### Quoted text
((
While this demonstrates a commendable frugality—no one wants to pour away the undrunk remains of a $15 bottle when it has turned to vinegar three days later—it is now an entirely avoidable dilemma. Welcome to the world of wine-in-a-bag.
Yes, wine-in-a-bag-in-a-box has been around for years, but while it's popular in Scandinavia, it has never really caught on in the U.S. Because it's a country new to the pleasures of fine wine, the whole bag concept just seems, well, a little déclassé here.
It doesn't help that most of the stuff so packaged is pretty awful dreck, rubbish that Two-Buck Chuck would reject as not up to Trader Joe's usual standards.
This is a pity, as the concept is eminently sensible.
When you open a bottle of wine, you expose the contents to the air, and its destructive effects begin immediately. When you draw off a glass of wine from the sealed bag, however, the bag simply contracts so the remaining wine is not exposed to the detrimental effects of oxygen.
))
### Data shown
((
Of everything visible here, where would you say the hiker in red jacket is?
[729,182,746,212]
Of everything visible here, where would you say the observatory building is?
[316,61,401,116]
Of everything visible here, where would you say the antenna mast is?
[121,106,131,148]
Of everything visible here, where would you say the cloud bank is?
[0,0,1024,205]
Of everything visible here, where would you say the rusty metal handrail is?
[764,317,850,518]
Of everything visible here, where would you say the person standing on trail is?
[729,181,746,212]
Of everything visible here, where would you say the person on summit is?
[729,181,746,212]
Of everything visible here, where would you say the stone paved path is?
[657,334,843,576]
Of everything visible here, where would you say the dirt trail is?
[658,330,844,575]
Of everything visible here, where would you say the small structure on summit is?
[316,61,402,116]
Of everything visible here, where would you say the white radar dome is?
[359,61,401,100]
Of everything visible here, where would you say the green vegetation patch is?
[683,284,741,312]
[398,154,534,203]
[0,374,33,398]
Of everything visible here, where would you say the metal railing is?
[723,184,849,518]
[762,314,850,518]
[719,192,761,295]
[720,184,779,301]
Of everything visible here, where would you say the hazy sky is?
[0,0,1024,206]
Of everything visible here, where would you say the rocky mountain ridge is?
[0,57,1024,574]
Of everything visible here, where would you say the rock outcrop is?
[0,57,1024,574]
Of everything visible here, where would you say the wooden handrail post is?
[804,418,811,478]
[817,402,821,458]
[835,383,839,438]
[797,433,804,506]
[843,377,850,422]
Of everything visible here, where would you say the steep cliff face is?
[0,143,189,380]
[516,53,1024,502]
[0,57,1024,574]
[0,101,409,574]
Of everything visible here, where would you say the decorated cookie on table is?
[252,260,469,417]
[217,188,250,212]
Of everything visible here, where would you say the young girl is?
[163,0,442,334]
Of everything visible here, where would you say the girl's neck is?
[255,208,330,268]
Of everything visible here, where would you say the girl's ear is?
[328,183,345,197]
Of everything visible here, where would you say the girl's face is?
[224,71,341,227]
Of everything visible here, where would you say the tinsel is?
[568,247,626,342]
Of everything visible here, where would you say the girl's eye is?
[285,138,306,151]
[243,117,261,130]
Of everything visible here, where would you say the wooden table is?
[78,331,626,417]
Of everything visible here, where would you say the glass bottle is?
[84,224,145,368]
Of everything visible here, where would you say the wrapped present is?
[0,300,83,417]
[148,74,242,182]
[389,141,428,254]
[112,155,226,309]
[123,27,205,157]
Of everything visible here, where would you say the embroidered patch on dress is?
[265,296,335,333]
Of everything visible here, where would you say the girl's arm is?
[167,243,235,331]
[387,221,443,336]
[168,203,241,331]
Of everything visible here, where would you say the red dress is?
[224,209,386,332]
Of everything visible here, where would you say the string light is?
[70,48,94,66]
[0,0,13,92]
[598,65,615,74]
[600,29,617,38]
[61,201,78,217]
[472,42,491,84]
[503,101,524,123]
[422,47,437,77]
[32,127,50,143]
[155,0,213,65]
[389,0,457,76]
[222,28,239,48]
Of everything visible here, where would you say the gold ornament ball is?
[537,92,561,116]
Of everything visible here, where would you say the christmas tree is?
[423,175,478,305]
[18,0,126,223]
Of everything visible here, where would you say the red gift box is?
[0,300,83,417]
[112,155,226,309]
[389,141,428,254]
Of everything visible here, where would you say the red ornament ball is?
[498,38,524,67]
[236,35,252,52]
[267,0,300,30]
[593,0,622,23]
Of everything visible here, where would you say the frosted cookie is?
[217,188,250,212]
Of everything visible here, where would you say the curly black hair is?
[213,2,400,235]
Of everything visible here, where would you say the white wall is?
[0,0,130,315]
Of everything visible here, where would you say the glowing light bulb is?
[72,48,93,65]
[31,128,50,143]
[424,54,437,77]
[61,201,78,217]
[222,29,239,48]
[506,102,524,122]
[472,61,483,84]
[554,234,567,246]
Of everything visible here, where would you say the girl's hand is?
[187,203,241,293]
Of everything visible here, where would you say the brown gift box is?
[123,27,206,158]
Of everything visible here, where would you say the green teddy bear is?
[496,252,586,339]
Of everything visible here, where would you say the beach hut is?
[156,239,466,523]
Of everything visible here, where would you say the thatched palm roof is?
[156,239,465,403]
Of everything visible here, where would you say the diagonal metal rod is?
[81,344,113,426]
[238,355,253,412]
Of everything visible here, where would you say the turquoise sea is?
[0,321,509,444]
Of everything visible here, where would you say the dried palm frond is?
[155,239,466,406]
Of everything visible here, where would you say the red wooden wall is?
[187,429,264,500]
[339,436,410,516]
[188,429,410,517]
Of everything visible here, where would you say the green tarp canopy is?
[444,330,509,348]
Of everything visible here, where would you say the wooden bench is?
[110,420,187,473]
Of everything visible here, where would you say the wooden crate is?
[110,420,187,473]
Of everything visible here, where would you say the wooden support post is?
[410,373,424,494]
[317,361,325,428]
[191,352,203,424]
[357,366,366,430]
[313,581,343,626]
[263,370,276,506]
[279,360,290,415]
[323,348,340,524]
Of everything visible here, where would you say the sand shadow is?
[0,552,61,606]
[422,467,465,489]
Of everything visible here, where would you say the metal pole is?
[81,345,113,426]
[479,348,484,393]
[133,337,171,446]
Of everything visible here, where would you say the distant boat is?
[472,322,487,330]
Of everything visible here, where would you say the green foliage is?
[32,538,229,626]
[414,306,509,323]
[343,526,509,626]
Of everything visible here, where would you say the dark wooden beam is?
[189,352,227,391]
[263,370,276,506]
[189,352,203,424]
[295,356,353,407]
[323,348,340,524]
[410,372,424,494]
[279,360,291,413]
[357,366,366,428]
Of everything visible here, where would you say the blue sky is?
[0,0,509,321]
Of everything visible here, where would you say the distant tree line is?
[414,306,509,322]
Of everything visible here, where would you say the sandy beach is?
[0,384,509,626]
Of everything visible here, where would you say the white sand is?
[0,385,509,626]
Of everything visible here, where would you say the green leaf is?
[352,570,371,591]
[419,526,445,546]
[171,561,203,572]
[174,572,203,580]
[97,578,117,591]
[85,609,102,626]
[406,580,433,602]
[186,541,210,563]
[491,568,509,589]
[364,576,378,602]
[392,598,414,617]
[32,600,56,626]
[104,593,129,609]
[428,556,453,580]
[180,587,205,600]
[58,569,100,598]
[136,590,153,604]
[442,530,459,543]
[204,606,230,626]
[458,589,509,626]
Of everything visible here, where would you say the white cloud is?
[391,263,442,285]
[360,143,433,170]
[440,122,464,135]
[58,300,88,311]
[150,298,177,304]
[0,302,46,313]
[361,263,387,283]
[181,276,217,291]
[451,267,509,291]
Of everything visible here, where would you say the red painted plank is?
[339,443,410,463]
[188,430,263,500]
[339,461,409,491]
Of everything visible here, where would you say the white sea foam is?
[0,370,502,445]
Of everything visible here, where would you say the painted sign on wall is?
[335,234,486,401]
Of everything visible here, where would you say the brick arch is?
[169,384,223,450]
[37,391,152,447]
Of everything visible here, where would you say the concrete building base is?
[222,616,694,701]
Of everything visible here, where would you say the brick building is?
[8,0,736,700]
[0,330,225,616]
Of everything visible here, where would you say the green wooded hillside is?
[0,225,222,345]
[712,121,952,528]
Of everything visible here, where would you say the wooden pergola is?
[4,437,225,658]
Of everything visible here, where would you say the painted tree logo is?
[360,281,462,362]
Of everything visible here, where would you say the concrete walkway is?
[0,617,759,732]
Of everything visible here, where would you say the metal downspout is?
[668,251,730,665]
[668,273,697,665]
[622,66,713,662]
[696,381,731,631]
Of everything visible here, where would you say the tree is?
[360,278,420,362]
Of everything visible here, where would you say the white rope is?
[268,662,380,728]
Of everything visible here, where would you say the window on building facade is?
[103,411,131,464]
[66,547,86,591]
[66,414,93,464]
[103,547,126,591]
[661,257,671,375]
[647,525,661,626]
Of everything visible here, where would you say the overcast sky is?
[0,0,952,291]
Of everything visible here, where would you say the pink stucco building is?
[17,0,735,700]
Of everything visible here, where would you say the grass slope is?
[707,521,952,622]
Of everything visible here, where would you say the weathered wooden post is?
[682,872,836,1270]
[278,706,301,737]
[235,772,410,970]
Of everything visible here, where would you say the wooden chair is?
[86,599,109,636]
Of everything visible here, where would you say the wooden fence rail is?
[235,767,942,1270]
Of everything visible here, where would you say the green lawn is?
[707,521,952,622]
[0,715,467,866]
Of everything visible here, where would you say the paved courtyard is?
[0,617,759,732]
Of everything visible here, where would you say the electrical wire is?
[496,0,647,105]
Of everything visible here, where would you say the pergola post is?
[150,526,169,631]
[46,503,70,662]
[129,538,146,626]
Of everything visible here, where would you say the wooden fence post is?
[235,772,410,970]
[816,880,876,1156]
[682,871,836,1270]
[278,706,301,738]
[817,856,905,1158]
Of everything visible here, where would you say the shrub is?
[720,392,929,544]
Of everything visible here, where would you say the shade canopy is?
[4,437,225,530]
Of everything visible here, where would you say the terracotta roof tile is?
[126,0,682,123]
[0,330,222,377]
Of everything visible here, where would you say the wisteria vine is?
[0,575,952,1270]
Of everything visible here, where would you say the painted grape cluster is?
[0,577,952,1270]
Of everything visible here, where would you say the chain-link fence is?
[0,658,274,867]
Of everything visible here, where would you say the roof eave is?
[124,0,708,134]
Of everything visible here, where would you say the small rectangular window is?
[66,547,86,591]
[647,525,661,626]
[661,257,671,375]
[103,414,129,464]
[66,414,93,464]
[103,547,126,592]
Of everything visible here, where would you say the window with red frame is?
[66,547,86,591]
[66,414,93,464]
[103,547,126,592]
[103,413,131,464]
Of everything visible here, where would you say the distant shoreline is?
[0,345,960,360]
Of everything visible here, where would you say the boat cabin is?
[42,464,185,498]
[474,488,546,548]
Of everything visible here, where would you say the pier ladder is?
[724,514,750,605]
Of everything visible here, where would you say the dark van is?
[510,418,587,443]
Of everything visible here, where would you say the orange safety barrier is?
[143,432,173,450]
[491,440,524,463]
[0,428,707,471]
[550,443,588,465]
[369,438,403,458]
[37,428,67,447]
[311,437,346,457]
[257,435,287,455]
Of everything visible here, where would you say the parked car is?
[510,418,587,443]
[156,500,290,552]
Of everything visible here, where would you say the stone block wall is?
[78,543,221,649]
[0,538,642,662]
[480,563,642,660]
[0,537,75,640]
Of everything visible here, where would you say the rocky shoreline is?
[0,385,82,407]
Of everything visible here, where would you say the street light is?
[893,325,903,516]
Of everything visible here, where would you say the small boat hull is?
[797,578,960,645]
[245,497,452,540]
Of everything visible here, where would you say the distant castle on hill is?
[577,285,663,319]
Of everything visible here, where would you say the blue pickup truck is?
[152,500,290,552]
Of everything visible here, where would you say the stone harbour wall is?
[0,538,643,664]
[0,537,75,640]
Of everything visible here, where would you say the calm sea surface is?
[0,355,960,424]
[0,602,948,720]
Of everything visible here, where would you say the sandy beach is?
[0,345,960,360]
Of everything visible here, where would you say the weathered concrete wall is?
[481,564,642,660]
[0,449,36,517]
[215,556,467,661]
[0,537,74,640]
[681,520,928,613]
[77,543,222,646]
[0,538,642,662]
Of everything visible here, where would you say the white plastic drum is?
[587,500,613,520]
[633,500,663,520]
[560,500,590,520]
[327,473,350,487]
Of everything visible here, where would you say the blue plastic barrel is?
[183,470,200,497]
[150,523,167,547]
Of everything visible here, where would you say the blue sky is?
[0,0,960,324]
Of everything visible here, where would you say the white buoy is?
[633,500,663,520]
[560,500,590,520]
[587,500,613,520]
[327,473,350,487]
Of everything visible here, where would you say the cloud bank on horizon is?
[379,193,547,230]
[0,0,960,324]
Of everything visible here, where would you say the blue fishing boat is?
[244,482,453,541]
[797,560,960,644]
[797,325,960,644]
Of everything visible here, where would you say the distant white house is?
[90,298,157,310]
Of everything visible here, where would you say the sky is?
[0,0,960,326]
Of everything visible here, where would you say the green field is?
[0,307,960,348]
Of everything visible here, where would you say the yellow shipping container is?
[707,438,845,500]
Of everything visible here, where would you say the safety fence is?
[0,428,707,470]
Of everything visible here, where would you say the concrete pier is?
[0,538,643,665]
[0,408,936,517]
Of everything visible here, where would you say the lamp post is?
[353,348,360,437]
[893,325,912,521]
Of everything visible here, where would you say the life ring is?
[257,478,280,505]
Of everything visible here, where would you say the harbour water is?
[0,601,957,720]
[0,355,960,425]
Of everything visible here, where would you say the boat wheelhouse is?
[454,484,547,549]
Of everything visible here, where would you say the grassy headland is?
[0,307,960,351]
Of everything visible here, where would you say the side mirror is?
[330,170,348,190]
))
### What the task asks
In the passage about wine-in-a-bag, what does the bag do when a glass of wine is drawn off?

### Right answer
It contracts, so the remaining wine is not exposed to oxygen.